[Aim]: Copy out every one of the lines below word for word, leaving out the pictures.

[Supplied entries]:

-------

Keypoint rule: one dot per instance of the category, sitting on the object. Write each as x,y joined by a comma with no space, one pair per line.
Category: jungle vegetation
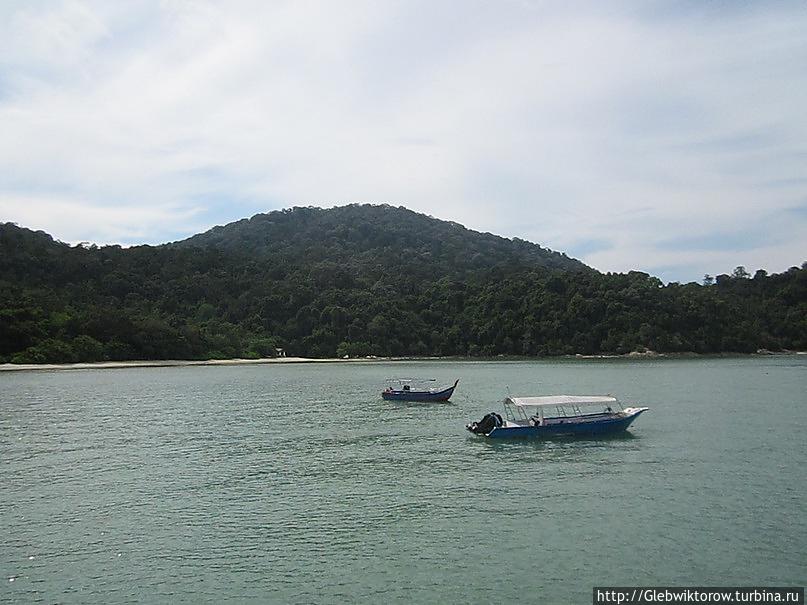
366,280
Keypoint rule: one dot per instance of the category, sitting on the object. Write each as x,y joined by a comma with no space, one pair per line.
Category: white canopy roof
561,400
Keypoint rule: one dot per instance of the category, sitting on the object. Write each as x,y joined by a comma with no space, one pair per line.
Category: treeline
365,280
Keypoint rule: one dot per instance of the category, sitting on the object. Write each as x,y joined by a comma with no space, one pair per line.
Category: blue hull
424,396
600,427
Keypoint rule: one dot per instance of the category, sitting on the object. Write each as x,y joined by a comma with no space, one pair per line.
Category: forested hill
376,238
365,280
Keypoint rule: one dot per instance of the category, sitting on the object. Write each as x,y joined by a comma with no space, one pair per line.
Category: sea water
297,483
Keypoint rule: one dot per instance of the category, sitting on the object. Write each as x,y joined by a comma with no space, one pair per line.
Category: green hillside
364,280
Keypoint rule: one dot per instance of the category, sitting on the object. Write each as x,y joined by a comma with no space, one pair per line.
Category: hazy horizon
664,137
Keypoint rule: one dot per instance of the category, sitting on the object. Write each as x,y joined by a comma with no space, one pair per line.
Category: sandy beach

-------

[Answer to this problem]:
Keypoint rule: one dot per instance of the category, sitting on the object. Write each as x,y joined by a comma with no space, one pair per line.
Category: jungle vegetation
366,280
Keypoint rule: one dot per instance of the category, sitting on the object. Write each as x,y joined by a comma with no space, one pair per line.
Category: white canopy roof
561,400
Keypoint rule: one dot per instance of the category, sitting on the object. Write each as x,y joined by a comma with no space, one pair per line.
Category: treeline
365,280
Keypoint rule: one dot per instance of the category, sitting on the object. Write each as x,y joined by a comma with no space, one pair per line.
Category: blue hull
424,396
600,427
Keypoint rule: one dot per instance of the category, sitting on the object. Write each as x,y joined by a comma with no space, one pair per line.
Category: forested hill
376,238
365,280
Keypoint rule: one dot per instance of the category, sitting on the object. Write each as x,y joined by a comma with no space, one pair per line.
Category: sea water
297,483
Keypoint rule: one dot per instance of the category, sitting on the object. Write each as x,y joined by a comma with no space, one pair per line.
Category: green hillside
364,280
Keypoint rule: one dot per instance of the category, sitting on the object. Write each as x,y joined by a comma with no space, one pair per line.
Category: hazy horizon
664,137
Keypoint rule: one dot per instance of the category, sitting on the object. Write each as x,y joined by a comma with no space, one pair per line.
Category: sandy beach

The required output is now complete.